Referring expression pointing data
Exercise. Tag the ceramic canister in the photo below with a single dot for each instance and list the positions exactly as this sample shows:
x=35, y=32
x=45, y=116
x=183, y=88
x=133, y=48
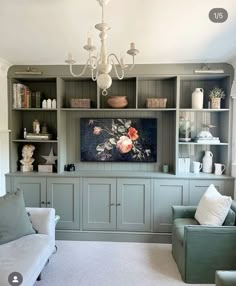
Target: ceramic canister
x=207, y=162
x=197, y=98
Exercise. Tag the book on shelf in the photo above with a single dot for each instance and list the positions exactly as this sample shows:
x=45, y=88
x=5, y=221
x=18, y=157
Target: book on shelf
x=207, y=140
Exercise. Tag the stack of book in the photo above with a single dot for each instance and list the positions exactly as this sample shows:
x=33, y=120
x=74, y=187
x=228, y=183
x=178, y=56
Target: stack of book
x=23, y=97
x=207, y=140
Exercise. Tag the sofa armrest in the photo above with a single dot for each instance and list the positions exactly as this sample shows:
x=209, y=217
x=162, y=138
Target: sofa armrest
x=183, y=211
x=43, y=220
x=211, y=244
x=225, y=278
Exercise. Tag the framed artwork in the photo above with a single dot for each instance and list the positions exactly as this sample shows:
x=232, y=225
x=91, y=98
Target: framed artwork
x=118, y=140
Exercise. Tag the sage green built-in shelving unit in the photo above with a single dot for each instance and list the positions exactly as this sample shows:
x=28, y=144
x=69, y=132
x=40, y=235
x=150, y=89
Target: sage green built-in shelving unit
x=174, y=82
x=119, y=201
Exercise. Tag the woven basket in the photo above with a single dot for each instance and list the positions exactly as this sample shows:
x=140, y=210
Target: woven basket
x=80, y=103
x=156, y=102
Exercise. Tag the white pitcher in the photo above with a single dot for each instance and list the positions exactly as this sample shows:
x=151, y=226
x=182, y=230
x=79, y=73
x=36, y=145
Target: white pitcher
x=219, y=168
x=207, y=162
x=197, y=98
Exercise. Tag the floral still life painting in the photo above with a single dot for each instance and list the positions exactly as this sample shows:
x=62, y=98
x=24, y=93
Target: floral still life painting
x=118, y=140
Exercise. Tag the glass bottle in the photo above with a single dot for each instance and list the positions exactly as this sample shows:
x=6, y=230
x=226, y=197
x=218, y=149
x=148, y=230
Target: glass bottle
x=184, y=129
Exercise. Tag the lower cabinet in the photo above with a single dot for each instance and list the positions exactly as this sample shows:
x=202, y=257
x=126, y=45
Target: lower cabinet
x=116, y=204
x=34, y=189
x=59, y=193
x=166, y=194
x=63, y=195
x=138, y=205
x=99, y=204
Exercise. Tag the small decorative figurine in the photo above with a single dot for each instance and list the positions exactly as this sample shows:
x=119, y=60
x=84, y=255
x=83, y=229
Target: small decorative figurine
x=27, y=161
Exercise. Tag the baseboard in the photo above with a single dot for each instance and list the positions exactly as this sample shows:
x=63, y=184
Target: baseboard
x=113, y=236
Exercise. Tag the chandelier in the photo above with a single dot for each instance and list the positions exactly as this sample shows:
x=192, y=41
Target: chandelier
x=101, y=64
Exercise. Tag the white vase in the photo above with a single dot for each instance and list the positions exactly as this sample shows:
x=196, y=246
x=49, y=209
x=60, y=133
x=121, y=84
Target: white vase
x=207, y=162
x=197, y=98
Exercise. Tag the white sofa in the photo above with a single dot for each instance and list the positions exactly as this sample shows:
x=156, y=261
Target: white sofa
x=29, y=254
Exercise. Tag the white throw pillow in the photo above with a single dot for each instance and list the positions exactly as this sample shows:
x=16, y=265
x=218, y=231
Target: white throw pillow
x=213, y=207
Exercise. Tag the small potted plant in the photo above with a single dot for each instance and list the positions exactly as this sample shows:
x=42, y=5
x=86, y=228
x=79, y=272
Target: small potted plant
x=215, y=96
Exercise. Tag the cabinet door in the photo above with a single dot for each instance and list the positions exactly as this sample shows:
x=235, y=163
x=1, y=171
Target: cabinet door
x=34, y=190
x=63, y=195
x=198, y=187
x=134, y=204
x=166, y=194
x=99, y=203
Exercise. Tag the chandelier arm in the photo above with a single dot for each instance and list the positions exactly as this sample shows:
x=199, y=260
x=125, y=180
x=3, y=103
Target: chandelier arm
x=116, y=71
x=133, y=64
x=94, y=77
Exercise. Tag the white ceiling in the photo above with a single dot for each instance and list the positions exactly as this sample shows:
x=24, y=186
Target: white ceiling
x=165, y=31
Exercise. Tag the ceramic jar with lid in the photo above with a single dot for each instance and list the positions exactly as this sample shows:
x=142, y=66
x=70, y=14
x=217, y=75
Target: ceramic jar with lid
x=207, y=162
x=197, y=98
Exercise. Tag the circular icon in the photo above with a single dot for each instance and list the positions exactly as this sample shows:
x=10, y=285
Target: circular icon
x=15, y=279
x=218, y=15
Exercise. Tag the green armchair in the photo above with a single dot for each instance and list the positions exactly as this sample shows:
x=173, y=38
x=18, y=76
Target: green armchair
x=200, y=250
x=225, y=278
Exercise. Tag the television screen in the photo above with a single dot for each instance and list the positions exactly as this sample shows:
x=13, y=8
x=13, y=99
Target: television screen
x=118, y=140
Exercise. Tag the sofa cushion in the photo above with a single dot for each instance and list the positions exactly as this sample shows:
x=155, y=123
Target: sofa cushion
x=26, y=255
x=179, y=225
x=14, y=221
x=230, y=218
x=213, y=207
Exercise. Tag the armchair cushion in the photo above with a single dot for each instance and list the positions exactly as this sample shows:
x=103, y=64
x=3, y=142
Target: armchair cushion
x=213, y=207
x=180, y=223
x=14, y=222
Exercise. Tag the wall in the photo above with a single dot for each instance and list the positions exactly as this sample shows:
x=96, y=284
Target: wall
x=4, y=134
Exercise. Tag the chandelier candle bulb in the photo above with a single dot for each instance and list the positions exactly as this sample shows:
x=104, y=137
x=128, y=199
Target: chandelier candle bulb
x=132, y=46
x=89, y=41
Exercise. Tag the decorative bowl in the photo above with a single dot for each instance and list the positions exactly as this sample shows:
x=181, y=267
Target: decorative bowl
x=117, y=101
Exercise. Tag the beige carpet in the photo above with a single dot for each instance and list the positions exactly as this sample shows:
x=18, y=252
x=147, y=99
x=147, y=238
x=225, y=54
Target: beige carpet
x=90, y=263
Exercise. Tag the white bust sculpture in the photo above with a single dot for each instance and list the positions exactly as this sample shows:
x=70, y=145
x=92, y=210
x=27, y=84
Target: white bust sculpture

Required work –
If a line in the entries above contains "sculpture", report it.

Exercise response –
Exercise. Tag the white bust sculpture in the photo above with a single dot for each instance and list the positions exactly as this sample shows:
Target: white bust sculpture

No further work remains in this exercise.